Розанов посетил однажды Соловьева в гостинице «Англия». «Ходил он дома в парусинной блузе, подпоясанной кожаным ремнем, и в этом костюме имел в себе что‑то заношенное и старое, не имел вообще того изумительного эстетического выражения, какое у него бывало всегда, едва он надевал сюртук… Все время, когда я знал Вл. Серг., я видел его усталым; и эта усталость была главной физиологической и психологической особенностью, которая вам кидалась в глаза… Раз я его застал только что вернувшегося из поездки. На столе лежала коробка фиников. Он дал звонок и, передавая коробку мальчику, дал ему адрес, по которому он должен был снести ее. «Кто это?» — спросил я машинально. — «Старушка одна. Одинокая и бедная. Я давно ее знаю и вот уже сколько лет, когда приезжаю в Петербург, всякий раз посылаю ей фиников. Мне это ничего не стоит, а ей отрадна мысль, что она не забыта».

К еде Соловьев был совершенно равнодушен, мяса никогда не ел, хотя и не был вегетарианцем. Он боялся, как бы строгий аскетизм его жизни не был кем‑нибудь замечен, и потому иногда устраивал «пиры»: требовал к себе в номер бутылку шампанского, зернистой икры, фруктов и угощал ими случайных посетителей. Но обычно питался овощами, особенно любил сельдерей и приписывал ему таинственные свойства. Ел наспех, не отрываясь от работы: тарелка с едой стояла тут же на письменном столе среди груды книг и рукописей.

** Записи набора данных **
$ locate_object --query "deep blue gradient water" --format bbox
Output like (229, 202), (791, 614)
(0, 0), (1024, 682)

==

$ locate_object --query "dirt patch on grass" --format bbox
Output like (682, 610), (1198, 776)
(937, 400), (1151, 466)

** Условие задания **
Как будет выглядеть отрывок о Соловьеве от «К еде Соловьев» до «книг и рукописей.», если заменить в нем «сельдерей» на «шпинат»? Перепишите эту часть с заменой.

** Решение задачи **
К еде Соловьев был совершенно равнодушен, мяса никогда не ел, хотя и не был вегетарианцем. Он боялся, как бы строгий аскетизм его жизни не был кем‑нибудь замечен, и потому иногда устраивал «пиры»: требовал к себе в номер бутылку шампанского, зернистой икры, фруктов и угощал ими случайных посетителей. Но обычно питался овощами, особенно любил шпинат и приписывал ему таинственные свойства. Ел наспех, не отрываясь от работы: тарелка с едой стояла тут же на письменном столе среди груды книг и рукописей.